### Exercise instructions
Output each record below exactly as it stands, leaving out the pictures.

[Natural language region descriptions]
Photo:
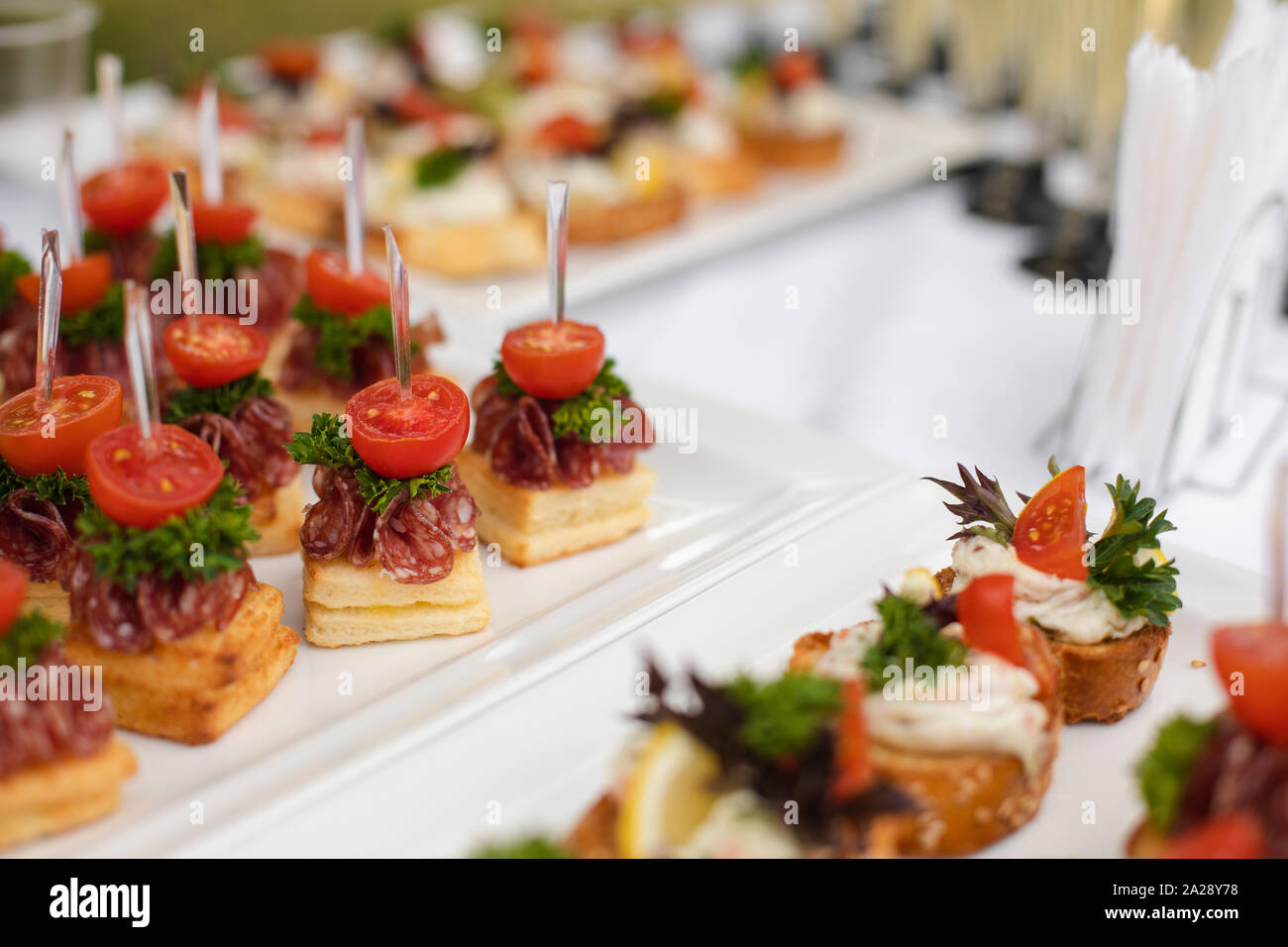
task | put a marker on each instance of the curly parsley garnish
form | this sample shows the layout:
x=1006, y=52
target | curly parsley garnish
x=222, y=399
x=59, y=488
x=194, y=545
x=339, y=334
x=909, y=631
x=441, y=166
x=215, y=261
x=27, y=638
x=104, y=321
x=12, y=265
x=581, y=414
x=327, y=446
x=1163, y=772
x=532, y=847
x=1124, y=566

### Exercise output
Photo:
task | put a marker on each instance of the curly parsley garnish
form | this sample shows the layout:
x=1006, y=52
target | curly parsley garnish
x=222, y=399
x=59, y=488
x=194, y=545
x=339, y=334
x=909, y=631
x=441, y=166
x=215, y=261
x=27, y=638
x=104, y=321
x=12, y=265
x=581, y=414
x=327, y=446
x=1163, y=772
x=532, y=847
x=1124, y=566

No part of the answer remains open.